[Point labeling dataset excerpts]
-- -- --

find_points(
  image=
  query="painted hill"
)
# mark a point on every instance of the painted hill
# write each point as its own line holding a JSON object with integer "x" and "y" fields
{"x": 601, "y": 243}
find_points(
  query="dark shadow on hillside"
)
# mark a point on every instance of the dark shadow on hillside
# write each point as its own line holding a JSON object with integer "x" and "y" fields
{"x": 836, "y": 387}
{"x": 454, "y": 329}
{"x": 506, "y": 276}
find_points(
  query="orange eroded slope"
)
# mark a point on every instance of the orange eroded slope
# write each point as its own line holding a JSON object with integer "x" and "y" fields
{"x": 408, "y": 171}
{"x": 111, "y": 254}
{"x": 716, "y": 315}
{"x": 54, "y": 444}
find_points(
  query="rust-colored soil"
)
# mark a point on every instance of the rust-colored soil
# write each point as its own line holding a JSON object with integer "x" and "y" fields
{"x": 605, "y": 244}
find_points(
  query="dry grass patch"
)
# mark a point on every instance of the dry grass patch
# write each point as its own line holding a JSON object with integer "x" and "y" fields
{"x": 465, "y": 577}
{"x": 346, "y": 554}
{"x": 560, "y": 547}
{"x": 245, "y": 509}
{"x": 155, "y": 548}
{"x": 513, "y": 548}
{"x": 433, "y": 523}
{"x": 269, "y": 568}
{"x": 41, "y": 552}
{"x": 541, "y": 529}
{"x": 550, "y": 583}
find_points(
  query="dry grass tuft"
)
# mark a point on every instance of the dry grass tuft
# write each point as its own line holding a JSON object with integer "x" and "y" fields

-- -- --

# Aim
Word for word, extract all the records.

# Written answer
find_points(
  image=
  query="painted hill"
)
# mark a point on every instance of the painted hill
# write each point as its own line holding a JSON object with integer "x" and "y" fields
{"x": 601, "y": 243}
find_points(
  query="dark shadow on hillside"
)
# mark a point on every instance of the dark shadow on hillside
# write each point as its own line holding a JSON object with integer "x" and "y" fields
{"x": 836, "y": 387}
{"x": 454, "y": 329}
{"x": 506, "y": 276}
find_points(
  query="orange eroded slope"
)
# mark a point on every instance of the orange eroded slope
# write each point as its own line holding a JSON object with integer "x" and "y" fields
{"x": 408, "y": 171}
{"x": 111, "y": 254}
{"x": 716, "y": 315}
{"x": 54, "y": 444}
find_points(
  query="rust-colored soil"
)
# mark a point on every instance of the rust-colored soil
# write each point as its own line holding a JSON object with integer "x" and "y" fields
{"x": 605, "y": 244}
find_points(
  query="dry grass patch"
)
# mark a point on every instance of the dry grass patch
# write each point as its own line holding a JSON object with integer "x" and "y" fields
{"x": 465, "y": 577}
{"x": 346, "y": 554}
{"x": 560, "y": 547}
{"x": 245, "y": 509}
{"x": 155, "y": 548}
{"x": 513, "y": 548}
{"x": 433, "y": 523}
{"x": 269, "y": 568}
{"x": 41, "y": 552}
{"x": 541, "y": 529}
{"x": 550, "y": 583}
find_points(
  query="dry grass tuft"
)
# mark a point on every instance of the dry grass tuft
# write each point as its own line holding a JSON object with integer "x" and "y" fields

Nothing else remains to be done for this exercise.